Page text

On the different architectures

What are other types of normalization and reparametrization, other than the ones employed by LRUs, that can address the curse of memory?

We decided to focus on the LRU due to its simplicity, but it is far from being the only architecture capable of addressing the curse of memory. As we argue in Section 3, the discretization of a continuous-time ODE used in SSMs (more detail on that in the next paragraph) and the input and forget gates of LSTMs / GRUs partly serve the same purpose.

Meanwhile, LRUs employ the same solution discussed in the paper explicitly.

vanilla SSMs [17] do not use the normalization, diagonalization, and exponential reparametrization discussed in the paper.

Therefore, discussing LRUs only in experiments "to represent SSMs due to its simplicity" is not justified.

While the LRU paper discusses many of the techniques we study in our paper, their investigation is mainly empirical. The objective of our paper is instead to deepen our theoretical understanding of RNN architectures like LRUs, SSMs, as well as the classical LSTMs/GRUs. Our path is of course guided by the design of such architectures, but our findings do not simply revisit the relative papers: we go one step further and show how these models can partially solve the curse of memory issue through reparametrization, normalizations, and diagonal structure. The LRU is arguably the simplest model capable of alleviating the curse of memory. While we agree that the structure of SSMs such as S4 is quite different, it is already pointed out by the LRU authors themselves (see the last section in their paper), that many of the tricks employed in their design can be traced back to mechanisms used in S4: it uses a diagonal parametrization of the recurrence, delta serves as normalization, and ZOH discretization induces an exponential stable parametrization.

On the writing

[…] it is unclear where this is shown.

This sentence refers both to our analytical and empirical results. In our analytical results, we show that $\mathrm{d}_\theta h_t$ , and therefore the loss gradient, grows to infinity as $\lambda$ goes to $1$ (”the memory increases”). Figure 5.B shows that the gradient of the loss explodes in practice (there is a typo in the legend of this figure: the quantity reported here is the gradient of the loss). In all cases, the dynamics of the network are stable as $\lambda \in [0, 1)$ .

We are confident that our remarks address the reviewer's concerns and provide necessary clarification, and we remain available during the discussion period for any additional questions. We encourage the reviewer to examine the new results reported in our global answer, which substantially extend the scope of our work, and we hope that our rebuttal will prompt a favorable reassessment of our paper's contributions and impact.

2024-08-10

I thank the authors for taking the time to respond to my comments and other reviewers comments. I will comment on the issues raised by myself here.

I appreciate the importance of the topic and the fact that the authors study the RNNs and LRUs from a more theoretical standpoint. My general concern is presentation and I believe that the paper will greatly benefit from major reorganization.

While the general solution to the curse of the memory is discussed, the specific solutions, i.e., the specific form of reparameterrization and specific form of normalization are the forms employed by LRUs. But the LRUs are not really discussed, or mentioned, in the preceding sections. I would suggest to either make the paper “a theoretical study of LRUs” or discuss more specific solutions, e.g., S4, and make it more general. The list of the contributions stated in the global rebuttal is a good starting point. I encourage the authors to resubmit the manuscript after reorganization and revision. Therefore, I will keep my rating as “Technically solid paper where reasons to reject outweigh reasons to accept.”

Prompt
Rewrite the part of the review discussion starting with "On the different" and going on through "the paper explicitly.", putting "memory bottleneck" wherever "curse of memory" appears.

Extracted records
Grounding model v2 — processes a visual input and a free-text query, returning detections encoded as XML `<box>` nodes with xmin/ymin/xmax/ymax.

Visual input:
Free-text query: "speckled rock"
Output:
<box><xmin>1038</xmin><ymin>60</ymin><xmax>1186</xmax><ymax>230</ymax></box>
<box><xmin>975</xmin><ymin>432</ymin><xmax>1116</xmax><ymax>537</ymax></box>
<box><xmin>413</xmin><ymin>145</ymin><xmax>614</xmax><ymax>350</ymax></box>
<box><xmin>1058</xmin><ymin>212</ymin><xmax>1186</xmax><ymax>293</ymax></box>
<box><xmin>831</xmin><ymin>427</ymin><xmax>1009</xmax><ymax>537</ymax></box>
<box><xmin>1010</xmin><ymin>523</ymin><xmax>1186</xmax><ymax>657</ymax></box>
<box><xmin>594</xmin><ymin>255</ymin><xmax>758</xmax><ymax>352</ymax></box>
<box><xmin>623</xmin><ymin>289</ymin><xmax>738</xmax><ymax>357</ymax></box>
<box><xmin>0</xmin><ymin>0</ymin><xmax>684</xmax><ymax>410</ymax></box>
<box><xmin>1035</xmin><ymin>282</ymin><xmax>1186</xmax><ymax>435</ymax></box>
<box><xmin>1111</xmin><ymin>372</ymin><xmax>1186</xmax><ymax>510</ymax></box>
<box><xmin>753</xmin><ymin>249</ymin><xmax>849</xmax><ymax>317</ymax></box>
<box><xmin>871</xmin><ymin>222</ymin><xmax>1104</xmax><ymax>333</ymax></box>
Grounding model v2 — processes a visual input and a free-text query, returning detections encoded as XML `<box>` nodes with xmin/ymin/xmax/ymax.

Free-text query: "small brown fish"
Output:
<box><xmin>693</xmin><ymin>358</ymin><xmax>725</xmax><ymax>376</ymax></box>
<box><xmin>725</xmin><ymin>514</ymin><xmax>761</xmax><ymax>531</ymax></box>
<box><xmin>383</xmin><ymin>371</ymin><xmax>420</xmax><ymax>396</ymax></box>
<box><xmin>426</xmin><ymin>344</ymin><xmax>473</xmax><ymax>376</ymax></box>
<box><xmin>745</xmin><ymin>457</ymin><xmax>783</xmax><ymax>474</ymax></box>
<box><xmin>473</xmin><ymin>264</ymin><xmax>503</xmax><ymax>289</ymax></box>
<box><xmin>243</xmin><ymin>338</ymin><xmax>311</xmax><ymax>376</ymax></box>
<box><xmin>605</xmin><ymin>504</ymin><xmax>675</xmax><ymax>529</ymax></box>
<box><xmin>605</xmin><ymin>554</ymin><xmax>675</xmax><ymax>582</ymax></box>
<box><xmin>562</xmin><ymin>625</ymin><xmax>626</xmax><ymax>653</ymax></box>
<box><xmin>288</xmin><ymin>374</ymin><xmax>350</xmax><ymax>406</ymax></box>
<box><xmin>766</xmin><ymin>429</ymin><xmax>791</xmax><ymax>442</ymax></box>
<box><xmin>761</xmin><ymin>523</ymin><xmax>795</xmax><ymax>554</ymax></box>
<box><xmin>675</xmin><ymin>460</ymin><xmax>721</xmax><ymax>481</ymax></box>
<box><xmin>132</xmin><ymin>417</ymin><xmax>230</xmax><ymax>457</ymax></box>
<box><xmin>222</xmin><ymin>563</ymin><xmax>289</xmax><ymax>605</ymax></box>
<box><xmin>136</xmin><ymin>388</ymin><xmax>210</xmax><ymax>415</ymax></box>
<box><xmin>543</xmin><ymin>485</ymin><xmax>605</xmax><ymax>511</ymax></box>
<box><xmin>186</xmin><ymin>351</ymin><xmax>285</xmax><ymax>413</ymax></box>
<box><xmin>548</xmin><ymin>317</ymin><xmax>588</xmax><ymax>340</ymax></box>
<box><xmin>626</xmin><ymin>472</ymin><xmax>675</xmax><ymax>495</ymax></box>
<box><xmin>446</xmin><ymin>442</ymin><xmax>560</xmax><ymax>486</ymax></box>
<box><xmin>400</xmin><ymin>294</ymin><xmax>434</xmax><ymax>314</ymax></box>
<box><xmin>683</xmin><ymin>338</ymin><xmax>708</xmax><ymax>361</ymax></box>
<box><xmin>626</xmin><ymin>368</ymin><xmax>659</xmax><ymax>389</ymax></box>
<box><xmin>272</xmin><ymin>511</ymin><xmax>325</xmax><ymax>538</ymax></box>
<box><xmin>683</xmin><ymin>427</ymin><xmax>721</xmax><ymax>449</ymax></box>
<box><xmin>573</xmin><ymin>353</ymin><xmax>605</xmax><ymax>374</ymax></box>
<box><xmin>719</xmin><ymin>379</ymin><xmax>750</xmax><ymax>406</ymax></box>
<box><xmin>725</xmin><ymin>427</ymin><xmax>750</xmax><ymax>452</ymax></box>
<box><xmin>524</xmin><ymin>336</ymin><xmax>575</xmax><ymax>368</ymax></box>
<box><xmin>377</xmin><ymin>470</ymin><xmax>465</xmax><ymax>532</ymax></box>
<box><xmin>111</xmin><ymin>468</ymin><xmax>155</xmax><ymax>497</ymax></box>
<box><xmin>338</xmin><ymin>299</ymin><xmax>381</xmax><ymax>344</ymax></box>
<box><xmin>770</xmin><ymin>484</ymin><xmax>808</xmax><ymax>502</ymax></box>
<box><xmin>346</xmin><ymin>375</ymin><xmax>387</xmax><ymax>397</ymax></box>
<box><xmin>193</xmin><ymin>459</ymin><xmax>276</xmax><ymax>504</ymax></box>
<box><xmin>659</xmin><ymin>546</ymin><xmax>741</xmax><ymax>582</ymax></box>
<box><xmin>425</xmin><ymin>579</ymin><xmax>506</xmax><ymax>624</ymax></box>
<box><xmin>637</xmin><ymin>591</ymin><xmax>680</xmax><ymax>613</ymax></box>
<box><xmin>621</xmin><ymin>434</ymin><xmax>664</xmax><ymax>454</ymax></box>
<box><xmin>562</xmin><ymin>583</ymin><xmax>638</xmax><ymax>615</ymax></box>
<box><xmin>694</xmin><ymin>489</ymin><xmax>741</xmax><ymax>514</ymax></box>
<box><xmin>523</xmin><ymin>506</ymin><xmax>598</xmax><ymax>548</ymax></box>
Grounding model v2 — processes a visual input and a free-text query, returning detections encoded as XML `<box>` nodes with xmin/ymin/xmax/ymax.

Result for this task
On the different architectures

What are other types of normalization and reparametrization, other than the ones employed by LRUs, that can address the memory bottleneck?

We decided to focus on the LRU due to its simplicity, but it is far from being the only architecture capable of addressing the memory bottleneck. As we argue in Section 3, the discretization of a continuous-time ODE used in SSMs (more detail on that in the next paragraph) and the input and forget gates of LSTMs / GRUs partly serve the same purpose.

Meanwhile, LRUs employ the same solution discussed in the paper explicitly.